### TEXTE À LIRE
Calcio fiorentino
Si d’aventure votre chemin vous conduit à Florence, prenez le temps de flâner au-delà de l’Arno, du côté de Borgo San Frediano. Un quartier où résistent encore au tourisme de masse quelques boutiques d’artisans et de petits restaurants sympathiques. Avec l’église Santa Maria del Carmine, on peut admirer la Capella Brancacci et ses magnifiques fresques de Masaccio, Filippino Lippi… Rendez-vous au I' Brindellone, une trattoria antica qui s’efforce de préserver son identité en demeurant le point de rencontre d’habitués dont l’accent fleure bon la Toscane. On y propose des plats de la cuisine régionale traditionnelle comme la bistecca, la ribollita, la panzanella. Aux murs, des photos, en noir et blanc le plus souvent, retracent l’histoire de la squadra de la Florence éternelle. Car ici, les clients traditionnels sont des passionnés de calcio, inconditionnels de la Fiore et amateurs de calcio storico, ce sport collectif pratiqué depuis le Moyen Âge avec un ballon rond. Un ancêtre violent du football inventé par les Anglais, disparu au XVIIIe siècle et relancé à Florence dans les années 1930 par les mâles alpha chers aux émules du Duce.
Difficile pour un touriste d’être admis à une table de tifosi locaces. Mais si vous êtes un amoureux du foot, alors vous avez une chance d’être accepté comme un des leurs : prenez un bel café au comptoir. Et montrez au serveur votre intérêt pour tous ces vieux clichés qui remémorent les exploits de leur équipe de cœur :
– Avez-vous une photo de la Fiorentina de 1957, vice-championne d’Europe, avec son attaquant brésilien Julinho, son gardien Sarti ?
– Cette finale, si on ne la joue pas à Madrid, on la gagne. Mais au stade Bernabéu, devant plus de 100 000 spectateurs dont le chef d’État, le général Franco, la victoire ne pouvait pas échapper au Real de Di Stefano et Kopa. À la mi-temps, on tenait encore : 0-0. Mon grand-père était gamin. Ce match est resté le grand regret de sa vie.
La conversation lancée, il vous faut l’alimenter :
– Mon père m’a souvent parlé d’un scudetto abandonné à la Juve, lors d’une ultime journée de championnat…
– Non ! Un scudetto volé par la Juve : scandaleux ! Un jour maudit pour la Fiorentina. En 1982.
– Et Hamrin, ce Suédois, il était vraiment bon ?
– Un bel giocatore. Et un Signore, sur le terrain et en dehors. Comme son compatriote Liedholm.
Vous voilà bientôt intégré au groupe de supporters viola de la trattoria. Profitez-en :
– Vous avez vu jouer Socrates, le Brésilien, le “talon de Dieu” ? Papa disait qu’avec ses talonnades, il faisait des passes de trente mètres !
Un des clients intervient :
– Moi, Socrates, je l’ai vu un jour rentrer dans le but adverse avec le ballon collé à sa poitrine, comme aimanté. Tel un Harlem Globetrotter ou un artiste de cirque.

### MATÉRIEL
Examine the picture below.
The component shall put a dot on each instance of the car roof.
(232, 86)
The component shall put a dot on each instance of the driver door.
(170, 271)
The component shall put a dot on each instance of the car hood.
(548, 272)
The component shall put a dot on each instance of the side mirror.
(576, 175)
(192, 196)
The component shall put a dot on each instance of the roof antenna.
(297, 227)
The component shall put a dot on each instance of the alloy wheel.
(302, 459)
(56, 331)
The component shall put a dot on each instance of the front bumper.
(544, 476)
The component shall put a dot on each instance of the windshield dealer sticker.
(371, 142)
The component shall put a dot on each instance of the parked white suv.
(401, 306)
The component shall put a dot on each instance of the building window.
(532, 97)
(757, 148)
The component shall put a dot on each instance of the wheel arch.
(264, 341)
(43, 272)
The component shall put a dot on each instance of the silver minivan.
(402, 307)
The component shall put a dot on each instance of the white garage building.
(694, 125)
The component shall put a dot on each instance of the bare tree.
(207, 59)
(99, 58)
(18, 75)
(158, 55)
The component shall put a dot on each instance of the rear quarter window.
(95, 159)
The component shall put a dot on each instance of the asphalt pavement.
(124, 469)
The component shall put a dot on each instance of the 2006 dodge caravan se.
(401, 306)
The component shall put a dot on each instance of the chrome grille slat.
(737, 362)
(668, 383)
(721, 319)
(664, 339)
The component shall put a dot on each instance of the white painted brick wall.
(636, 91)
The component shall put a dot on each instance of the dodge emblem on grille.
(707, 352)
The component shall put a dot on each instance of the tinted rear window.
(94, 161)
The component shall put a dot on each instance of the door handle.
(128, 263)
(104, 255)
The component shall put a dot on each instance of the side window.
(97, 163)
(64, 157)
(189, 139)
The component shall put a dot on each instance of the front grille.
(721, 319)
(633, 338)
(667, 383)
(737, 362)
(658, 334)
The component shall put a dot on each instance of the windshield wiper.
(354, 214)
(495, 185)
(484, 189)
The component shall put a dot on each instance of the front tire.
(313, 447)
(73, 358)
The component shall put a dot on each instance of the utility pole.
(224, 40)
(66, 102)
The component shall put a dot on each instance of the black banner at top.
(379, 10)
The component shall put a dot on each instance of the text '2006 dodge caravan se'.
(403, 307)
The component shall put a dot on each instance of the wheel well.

### CONSIGNES DE TRAVAIL
• A. Relevez toutes les lignes des enregistrements qui contiennent la chaîne « roof », en tenant compte de la casse.
• B. Prolongez, s'il vous plaît, le texte sur le calcio à Florence à partir de l'endroit où il s'arrête.

### RÉSULTATS
• A.
The component shall put a dot on each instance of the car roof.
The component shall put a dot on each instance of the roof antenna.

• B.
Un autre tifoso :
– Et Daniel Passarella, l’Argentin, vous vous en souvenez ? Un libero de petite taille qui s’élevait plus haut que des adversaires qui lui rendaient quinze centimètres de taille ! Sur les corners, quand il sautait en pleine course, il avait une telle puissance musculaire qu’il balançait des gars pesant dix kilos de plus que lui…
Un nouvel arrivant se mêle à la discussion :
– Le meilleur, c’était notre Antonioni. Un grand joueur, Antonio.
– Je préférais l’Argentin Batistuta, Batigol. C’était l’avant-centre dont rêvent toutes les équipes.
– Pas d’accord : le meilleur, c’était Roberto Baggio, il codino. Un fior’ di giocatore (une fleur de joueur). Il marquait, faisait marquer. Et surtout, il inventait des buts.
Les images surgissent peu à peu des souvenirs d’anciens clients et des mémoires de lointains récits de leurs parents. Le Chianti Gallo Nero nourrit l’enthousiasme, colorant palabres et visages et fortifiant le niveau sonore du restaurant. L’imagination embellit les récits et les hommages rendus aux artistes d’hier ; ces épisodes glorieux mâtinés d’illusions et d’espoirs déçus ; accompagnés de divertissantes anecdotes. Et entrecoupés des inévitables pronostics pour le prochain match de la Fiore. Tentez une dernière chance :
– Et le calcio storico fiorentino, que devient-il ?
– Il se pratique au mois de juin, place Santa Croce. C’est un mélange de foot, de rugby et de lutte.
– J’y ai joué plusieurs années, reprend un costaud. Bello, pero duro. Car c’est un jeu sans règles, donc particulièrement dangereux.
Décidément, le football est plus qu’un sport. Beaucoup plus. Si vous en doutez, amici, allez déjeuner au I' Brindellone. Pour réserver, passez dans la matinée et tentez votre chance. Vous savez comment. Vous ne le regretterez pas. Et puis un conseil : évitez les petits déjeuners copieux !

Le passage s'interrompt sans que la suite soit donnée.